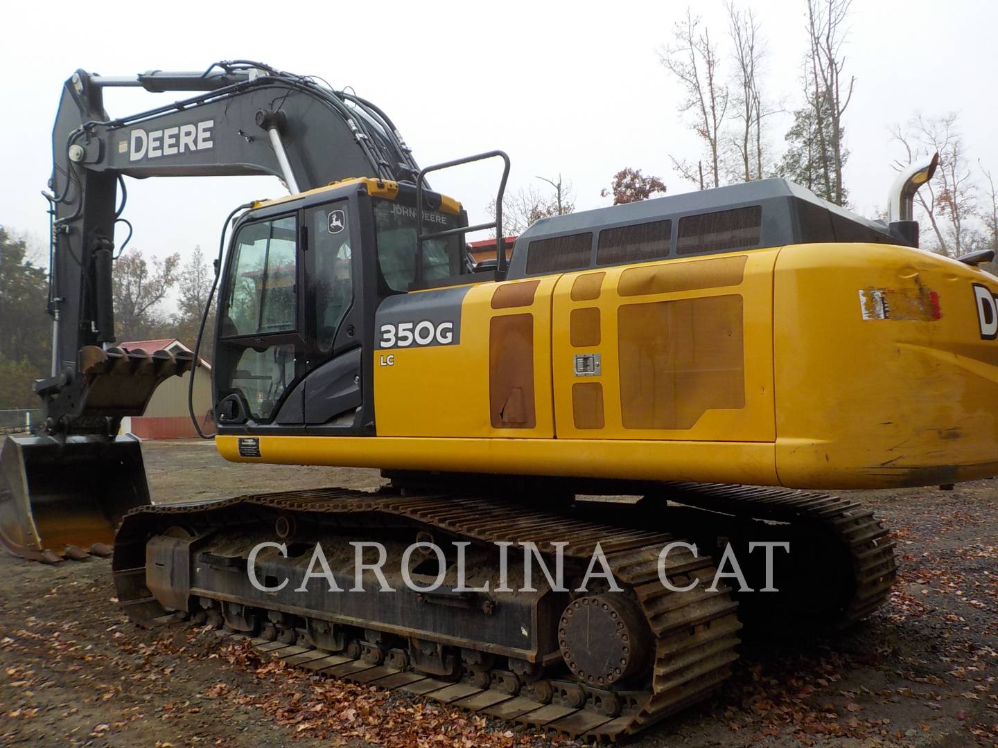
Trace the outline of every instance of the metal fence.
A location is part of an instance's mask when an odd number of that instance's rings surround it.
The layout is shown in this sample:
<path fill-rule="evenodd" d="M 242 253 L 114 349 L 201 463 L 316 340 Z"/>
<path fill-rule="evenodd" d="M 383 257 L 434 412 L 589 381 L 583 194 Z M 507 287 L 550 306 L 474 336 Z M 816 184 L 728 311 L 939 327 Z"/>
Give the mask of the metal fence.
<path fill-rule="evenodd" d="M 42 422 L 41 408 L 0 410 L 0 434 L 20 434 L 31 431 Z"/>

GOAL » Present the listing above as a Markdown table with the columns Row and Line, putting one line in each row with its number and skipping blank lines. Omit the picture markers.

RESULT OF THIS TASK »
| Row | Line |
|---|---|
| 1 | Trace the outline of every instance of the metal fence. |
| 2 | A location is part of an instance's mask when an odd number of that instance's rings surround it. |
| 3 | The layout is shown in this sample: |
| 4 | <path fill-rule="evenodd" d="M 242 253 L 114 349 L 201 463 L 316 340 Z"/> |
| 5 | <path fill-rule="evenodd" d="M 383 257 L 434 412 L 589 381 L 583 194 Z M 507 287 L 550 306 L 474 336 Z M 816 184 L 728 311 L 939 327 Z"/> |
| 6 | Give the mask of the metal fence. |
| 7 | <path fill-rule="evenodd" d="M 42 422 L 41 408 L 0 410 L 0 434 L 20 434 L 31 431 Z"/> |